Data for this exercise
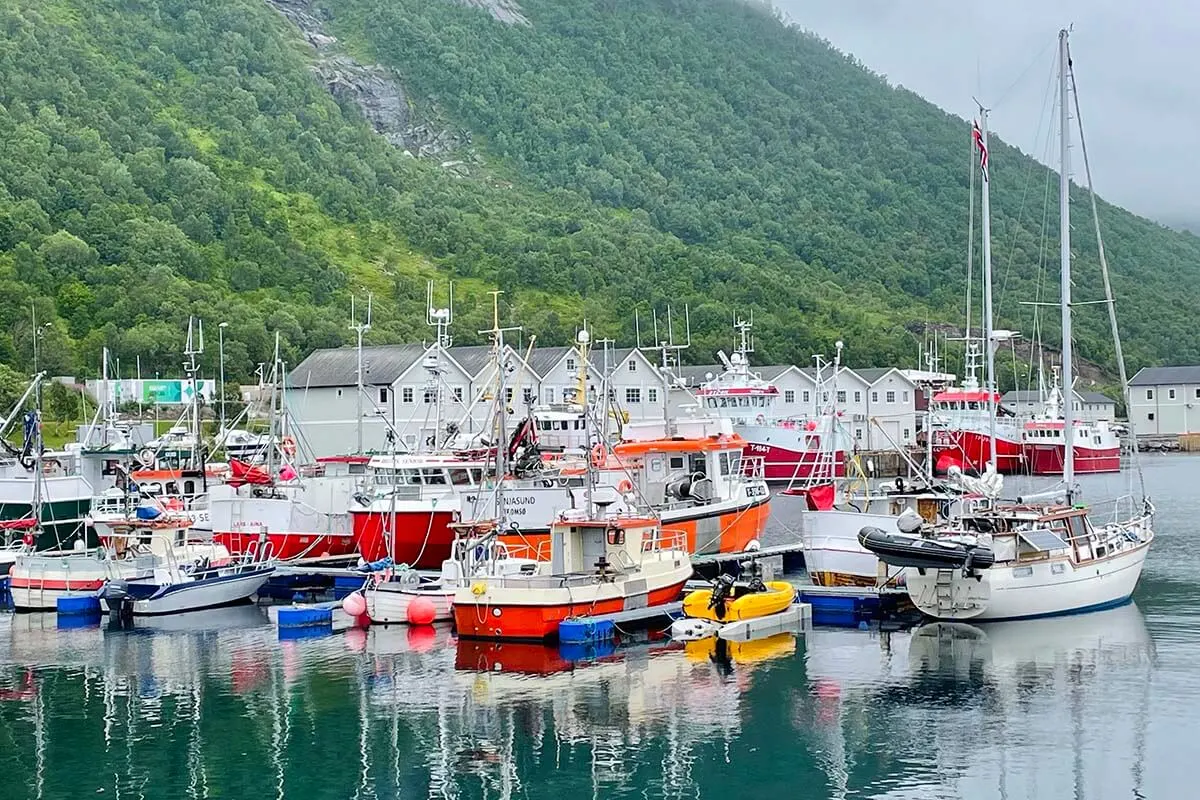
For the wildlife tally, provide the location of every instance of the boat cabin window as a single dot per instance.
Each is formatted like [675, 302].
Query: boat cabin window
[1078, 527]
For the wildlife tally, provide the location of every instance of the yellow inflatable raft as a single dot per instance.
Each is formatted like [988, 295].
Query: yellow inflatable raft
[739, 602]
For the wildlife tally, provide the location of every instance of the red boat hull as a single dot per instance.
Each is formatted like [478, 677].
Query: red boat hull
[971, 451]
[533, 623]
[421, 540]
[288, 546]
[1047, 459]
[784, 463]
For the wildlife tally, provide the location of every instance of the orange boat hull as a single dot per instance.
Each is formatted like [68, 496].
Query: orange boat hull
[737, 530]
[514, 621]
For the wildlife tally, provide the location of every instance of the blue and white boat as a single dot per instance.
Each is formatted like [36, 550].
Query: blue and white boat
[174, 588]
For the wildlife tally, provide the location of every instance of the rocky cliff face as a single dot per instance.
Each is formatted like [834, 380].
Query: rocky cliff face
[376, 90]
[505, 11]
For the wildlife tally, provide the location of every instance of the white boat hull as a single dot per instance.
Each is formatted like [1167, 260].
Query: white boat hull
[832, 553]
[208, 593]
[1029, 590]
[389, 605]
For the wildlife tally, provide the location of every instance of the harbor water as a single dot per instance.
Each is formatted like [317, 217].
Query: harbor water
[215, 705]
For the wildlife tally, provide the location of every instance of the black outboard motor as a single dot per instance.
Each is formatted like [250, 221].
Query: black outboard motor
[120, 603]
[721, 589]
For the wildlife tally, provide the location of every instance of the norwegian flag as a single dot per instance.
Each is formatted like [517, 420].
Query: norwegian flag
[977, 134]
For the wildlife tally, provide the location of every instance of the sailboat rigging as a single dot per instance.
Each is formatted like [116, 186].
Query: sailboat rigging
[1027, 559]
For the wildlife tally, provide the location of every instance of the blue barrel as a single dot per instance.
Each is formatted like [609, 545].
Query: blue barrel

What is needed
Rewrite the records from the line containing "motor as a single dot per instance." through the end of the records, changing "wildlife tally" to "harbor inventory" and leaving everything else as it is.

Finished answer
For the harbor inventory, provide the location of every instance of the black outboard motor as a single dot per instance.
Each is formatted like [250, 221].
Query: black outboard motor
[120, 603]
[721, 589]
For the harbor inventory, provide the location of every instance of the norwegian flag as a single dot per instance.
Each is formatted like [517, 420].
Query: norwegian flag
[977, 134]
For the harbor inventory, provide the location of every instance of the sailboat rigging as a single dot per instance.
Each is formatted like [116, 186].
Query: sailboat rigging
[1027, 559]
For the harbor inventory, provide the location of every instance of the blue barrel as a single dot per instance.
Each is formatted like [609, 545].
Query: blue barrel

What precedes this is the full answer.